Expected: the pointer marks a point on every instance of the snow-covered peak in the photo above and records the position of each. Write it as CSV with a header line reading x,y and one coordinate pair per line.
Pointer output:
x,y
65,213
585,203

※ ※ ※

-- Task statement --
Line by line, repeat everything in the records verbatim.

-- Response --
Expected: the pointer marks a point on every instance of the snow-covered peak in the photo above and records the position of each. Write it as CSV with a header line reading x,y and one coordinate pair per line.
Pointer output:
x,y
65,213
585,203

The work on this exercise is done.